──────── READING PASSAGE ────────

STEPHANIE SUTHERLAND, ON BEHALF OF HERSELF AND ALL OTHERS SIMILARLY SITUATED, PLAINTIFF,
v.
ERNST & YOUNG LLP, DEFENDANT.



The opinion of the court was delivered by: Kimba M. Wood, U.S.D.J.:

Opinion and Order

Defendant Ernst & Young LLP ("Ernst & Young") moves for reconsideration of this Court's March 3, 2011 Order denying its motion to dismiss or stay the proceedings and compel arbitration. Sutherland v. Ernst & Young LLP, 768 F. Supp. 2d 547 (S.D.N.Y. 2011).

I. Overview

Plaintiff Stephanie Sutherland ("Sutherland") brings this putative class action against her former employer, Ernst & Young LLP ("Ernst & Young"), pursuant to the Fair Labor Standards Act ("FLSA"), 29 U.S.C. § 201 et seq., and Title 12 of the Codes, Rules and Regulations of the State of New York, 12 N.Y.C.R.R. § 142--2.2. Sutherland alleges that Ernst & Young wrongfully classified her as exempt from the overtime requirements of FLSA and New York law and failed to properly compensate her, and others similarly situated, for hours worked in excess of 40 hours per week. Sutherland seeks compensatory damages for 151.5 hours of unpaid overtime wages, which amounts to an actual loss of $1,867.02.

──────── LISTED ENTRIES ────────

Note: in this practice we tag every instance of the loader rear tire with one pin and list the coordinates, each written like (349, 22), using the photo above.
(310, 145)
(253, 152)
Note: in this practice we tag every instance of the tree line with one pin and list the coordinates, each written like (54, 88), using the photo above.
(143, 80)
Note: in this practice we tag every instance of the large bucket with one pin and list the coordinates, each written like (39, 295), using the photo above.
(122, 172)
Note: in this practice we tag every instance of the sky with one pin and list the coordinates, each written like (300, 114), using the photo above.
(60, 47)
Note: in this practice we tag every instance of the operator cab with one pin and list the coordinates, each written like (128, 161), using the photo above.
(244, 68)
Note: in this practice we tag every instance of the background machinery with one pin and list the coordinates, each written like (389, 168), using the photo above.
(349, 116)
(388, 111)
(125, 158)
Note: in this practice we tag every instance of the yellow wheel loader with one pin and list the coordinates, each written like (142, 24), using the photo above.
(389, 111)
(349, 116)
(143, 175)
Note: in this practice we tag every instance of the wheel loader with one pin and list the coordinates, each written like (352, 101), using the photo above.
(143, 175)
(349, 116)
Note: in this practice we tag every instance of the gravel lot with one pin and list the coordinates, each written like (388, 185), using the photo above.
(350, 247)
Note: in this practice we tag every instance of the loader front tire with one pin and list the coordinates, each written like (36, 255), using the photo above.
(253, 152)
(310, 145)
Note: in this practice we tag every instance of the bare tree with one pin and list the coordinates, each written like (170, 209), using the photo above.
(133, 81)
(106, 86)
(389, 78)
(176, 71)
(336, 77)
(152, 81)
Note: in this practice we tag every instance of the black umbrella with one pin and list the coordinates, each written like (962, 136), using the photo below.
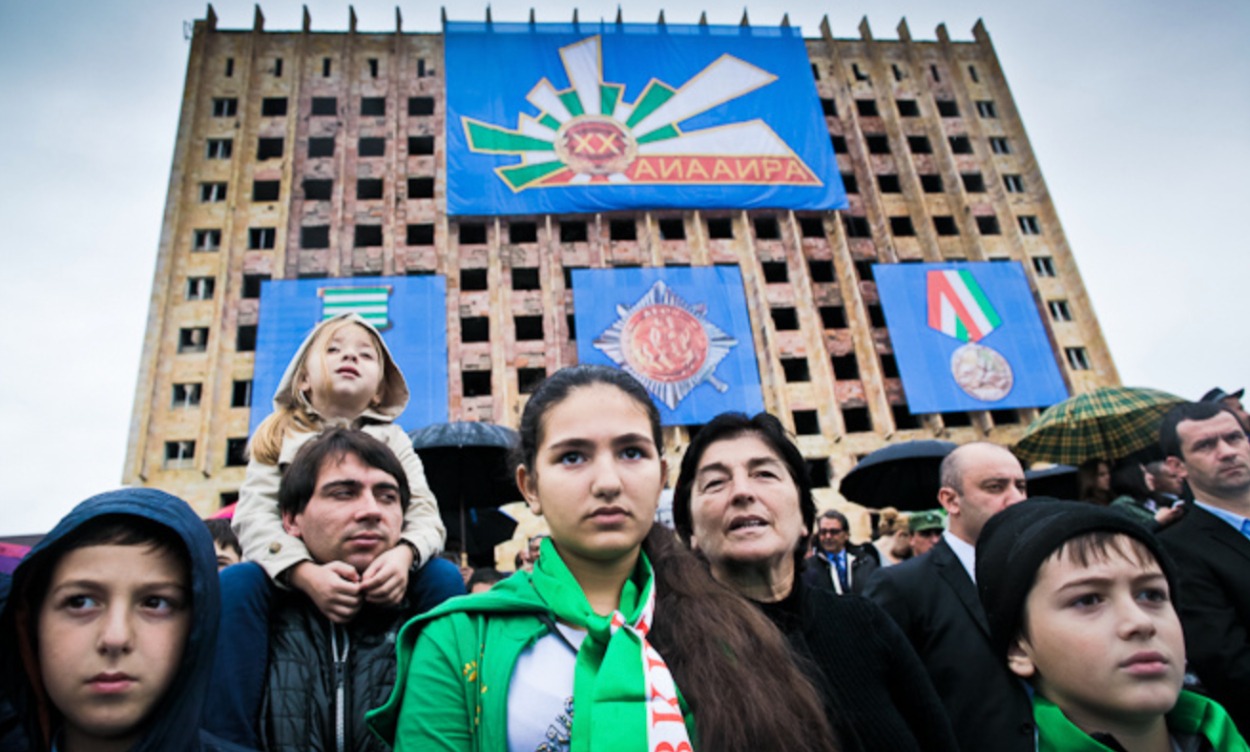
(901, 475)
(466, 467)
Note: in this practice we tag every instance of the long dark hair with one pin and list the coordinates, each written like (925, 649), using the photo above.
(731, 665)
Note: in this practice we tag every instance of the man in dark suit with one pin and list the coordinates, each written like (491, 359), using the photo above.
(934, 600)
(1211, 547)
(838, 565)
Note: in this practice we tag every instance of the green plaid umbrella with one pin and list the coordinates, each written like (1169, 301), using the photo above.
(1109, 422)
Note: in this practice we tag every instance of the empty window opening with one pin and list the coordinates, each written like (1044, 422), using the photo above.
(251, 284)
(325, 105)
(476, 384)
(269, 149)
(473, 234)
(200, 287)
(525, 277)
(273, 106)
(856, 420)
(420, 235)
(785, 319)
(805, 422)
(265, 190)
(185, 395)
(523, 232)
(673, 230)
(901, 226)
(315, 236)
(833, 316)
(945, 225)
(245, 339)
(225, 106)
(989, 225)
(573, 231)
(529, 327)
(1078, 359)
(1059, 310)
(369, 189)
(475, 329)
(795, 369)
(219, 149)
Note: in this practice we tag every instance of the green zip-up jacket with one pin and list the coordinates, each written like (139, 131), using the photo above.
(1194, 720)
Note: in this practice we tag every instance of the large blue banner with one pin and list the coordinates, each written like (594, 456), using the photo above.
(683, 332)
(968, 336)
(409, 311)
(584, 118)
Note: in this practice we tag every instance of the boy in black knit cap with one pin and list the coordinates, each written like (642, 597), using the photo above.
(1079, 601)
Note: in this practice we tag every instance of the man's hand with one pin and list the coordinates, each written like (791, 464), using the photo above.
(335, 587)
(386, 578)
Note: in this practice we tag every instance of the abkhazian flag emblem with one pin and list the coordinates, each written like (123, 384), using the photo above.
(370, 302)
(666, 344)
(588, 134)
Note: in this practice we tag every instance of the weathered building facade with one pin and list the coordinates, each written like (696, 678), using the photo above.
(308, 154)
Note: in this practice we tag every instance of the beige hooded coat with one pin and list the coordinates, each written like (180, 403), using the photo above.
(258, 521)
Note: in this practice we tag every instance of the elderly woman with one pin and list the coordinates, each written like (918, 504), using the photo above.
(744, 502)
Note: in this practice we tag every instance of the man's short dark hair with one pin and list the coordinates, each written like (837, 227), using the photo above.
(299, 481)
(1186, 411)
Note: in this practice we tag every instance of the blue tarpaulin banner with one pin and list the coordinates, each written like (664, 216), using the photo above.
(683, 332)
(409, 311)
(968, 336)
(585, 118)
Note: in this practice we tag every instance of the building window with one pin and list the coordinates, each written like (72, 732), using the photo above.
(194, 339)
(179, 455)
(200, 287)
(225, 106)
(269, 149)
(265, 190)
(273, 106)
(213, 192)
(323, 146)
(1078, 359)
(219, 149)
(1059, 310)
(206, 240)
(185, 395)
(240, 394)
(325, 105)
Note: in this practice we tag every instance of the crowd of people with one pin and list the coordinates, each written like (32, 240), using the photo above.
(994, 622)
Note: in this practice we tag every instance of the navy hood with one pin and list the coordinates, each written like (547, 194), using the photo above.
(175, 721)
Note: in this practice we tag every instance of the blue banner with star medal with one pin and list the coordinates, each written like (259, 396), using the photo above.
(410, 312)
(683, 332)
(968, 336)
(586, 118)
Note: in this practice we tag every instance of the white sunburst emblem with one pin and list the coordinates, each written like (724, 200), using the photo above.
(666, 344)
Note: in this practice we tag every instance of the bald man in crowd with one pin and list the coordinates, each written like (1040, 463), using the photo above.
(934, 600)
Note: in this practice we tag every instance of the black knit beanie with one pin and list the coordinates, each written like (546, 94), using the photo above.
(1015, 541)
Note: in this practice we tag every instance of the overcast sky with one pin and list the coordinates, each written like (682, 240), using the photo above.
(1139, 114)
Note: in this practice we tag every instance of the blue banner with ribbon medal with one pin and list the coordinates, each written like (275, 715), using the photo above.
(410, 312)
(683, 332)
(585, 118)
(968, 336)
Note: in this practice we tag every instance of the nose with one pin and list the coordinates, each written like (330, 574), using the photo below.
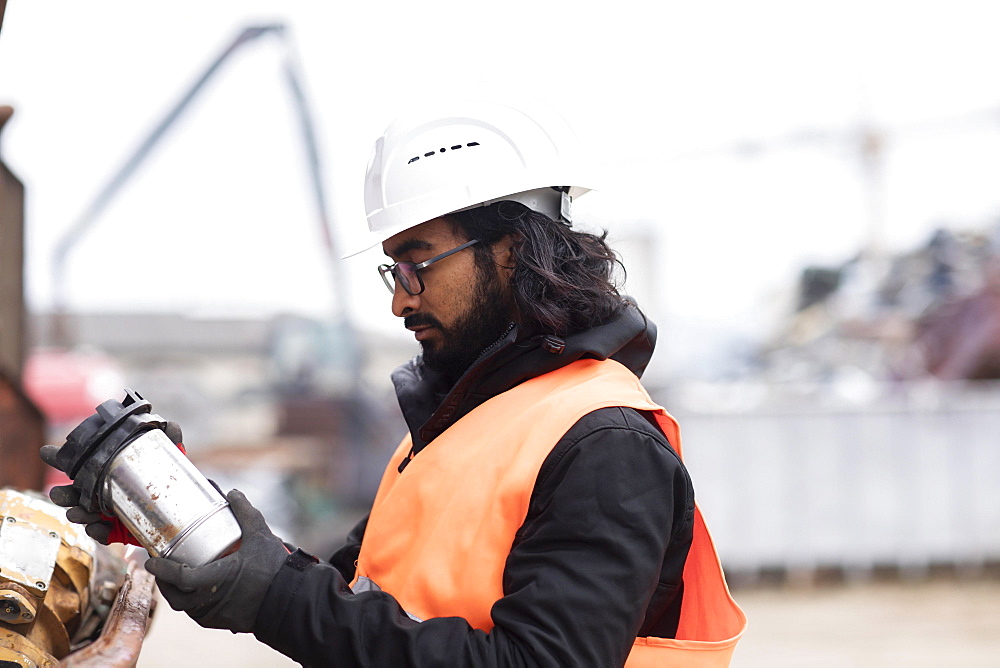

────────

### EXERCISES
• 1. In the court opinion, how many hours of unpaid overtime does Sutherland seek compensatory damages for?
• 2. Reproduce the stretch of the court opinion from "Plaintiff Stephanie Sutherland" through "loss of $1,867.02.".

### EXERCISE RESULTS
• 1. 151.5 hours

• 2.
Plaintiff Stephanie Sutherland ("Sutherland") brings this putative class action against her former employer, Ernst & Young LLP ("Ernst & Young"), pursuant to the Fair Labor Standards Act ("FLSA"), 29 U.S.C. § 201 et seq., and Title 12 of the Codes, Rules and Regulations of the State of New York, 12 N.Y.C.R.R. § 142--2.2. Sutherland alleges that Ernst & Young wrongfully classified her as exempt from the overtime requirements of FLSA and New York law and failed to properly compensate her, and others similarly situated, for hours worked in excess of 40 hours per week. Sutherland seeks compensatory damages for 151.5 hours of unpaid overtime wages, which amounts to an actual loss of $1,867.02.